> [What you will do]
Among the lines below, restate word for word only those from the line with "If you could tag the mushroom cap" through the line with "If you could tag the cluster", with both end lines kept.

> [Data shown]

----

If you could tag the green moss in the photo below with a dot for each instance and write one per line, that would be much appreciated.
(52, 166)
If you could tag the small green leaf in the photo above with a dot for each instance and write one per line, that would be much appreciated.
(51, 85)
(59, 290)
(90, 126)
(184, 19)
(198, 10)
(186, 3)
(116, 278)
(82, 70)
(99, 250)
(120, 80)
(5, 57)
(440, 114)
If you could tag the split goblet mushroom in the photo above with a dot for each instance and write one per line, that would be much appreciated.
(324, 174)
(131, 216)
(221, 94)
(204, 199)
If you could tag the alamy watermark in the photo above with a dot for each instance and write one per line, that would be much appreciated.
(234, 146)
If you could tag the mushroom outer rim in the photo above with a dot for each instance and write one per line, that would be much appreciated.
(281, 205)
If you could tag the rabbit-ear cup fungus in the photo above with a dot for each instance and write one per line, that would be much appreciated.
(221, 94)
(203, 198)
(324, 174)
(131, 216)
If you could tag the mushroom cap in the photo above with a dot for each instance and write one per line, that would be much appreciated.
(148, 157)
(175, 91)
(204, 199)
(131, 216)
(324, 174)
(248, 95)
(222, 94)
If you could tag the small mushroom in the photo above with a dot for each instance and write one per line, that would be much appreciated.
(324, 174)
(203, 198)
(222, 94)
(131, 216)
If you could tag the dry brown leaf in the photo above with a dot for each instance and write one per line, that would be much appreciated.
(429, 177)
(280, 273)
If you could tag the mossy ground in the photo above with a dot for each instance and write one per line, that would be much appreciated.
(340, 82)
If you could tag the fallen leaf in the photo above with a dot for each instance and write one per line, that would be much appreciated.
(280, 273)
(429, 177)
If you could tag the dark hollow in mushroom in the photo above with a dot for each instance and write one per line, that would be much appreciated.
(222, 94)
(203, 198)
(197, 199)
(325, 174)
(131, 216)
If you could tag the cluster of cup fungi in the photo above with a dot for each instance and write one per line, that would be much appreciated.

----

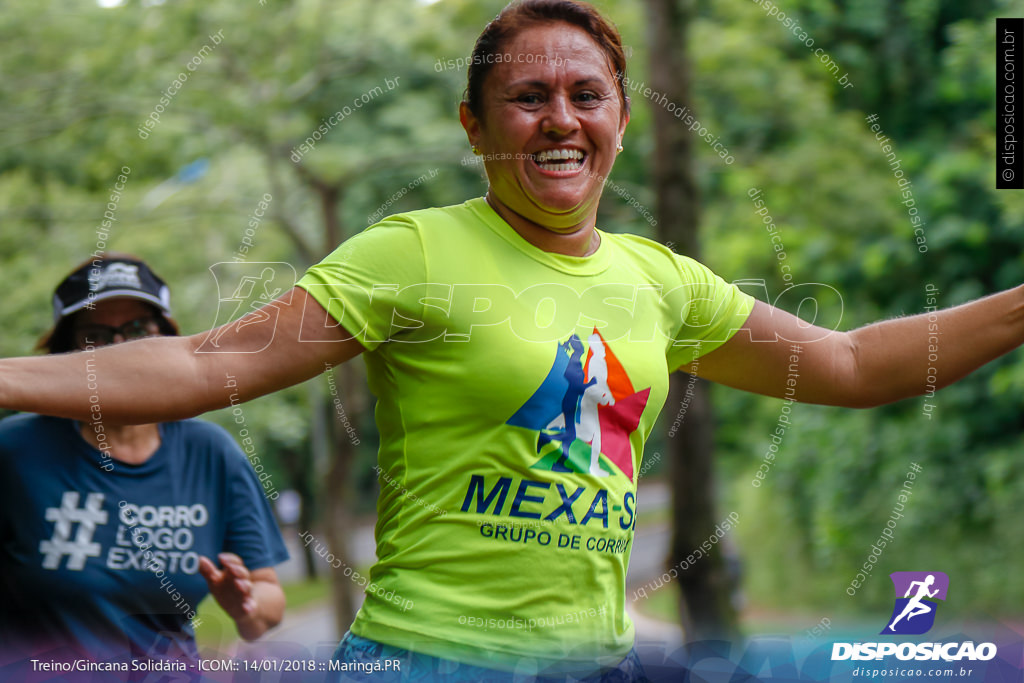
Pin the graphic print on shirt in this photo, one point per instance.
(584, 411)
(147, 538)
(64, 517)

----

> [Solution for this task]
If you could tag the mushroom cap in the photo above with a dot for each instance and write one per line, that would be much appreciated.
(148, 157)
(175, 91)
(204, 199)
(131, 216)
(324, 174)
(248, 95)
(222, 94)
If you could tag the small mushroom in the photo above with a dot for each instance and write one per line, that would be much appreciated.
(324, 174)
(203, 198)
(222, 94)
(131, 216)
If you could tag the dry brown leaf in the photo above with a dot for each instance and write one per line, that would be much appreciated.
(429, 177)
(280, 273)
If you could tag the mossy ground in the photo above with a dot for each instance and write one per line, that would be much appreciated.
(340, 82)
If you could tag the fallen leaf in the photo above with a dot for each instance and write one per line, that would be much appreciated.
(280, 273)
(429, 177)
If you could tag the dark hollow in mushroom in the photo above with a dot for each instance and write one per line, that would be much appreciated.
(222, 94)
(203, 198)
(197, 199)
(325, 174)
(131, 216)
If you could tag the cluster of cup fungi in the photo above with a dot for each instance and write one per line, that would be much appreciated.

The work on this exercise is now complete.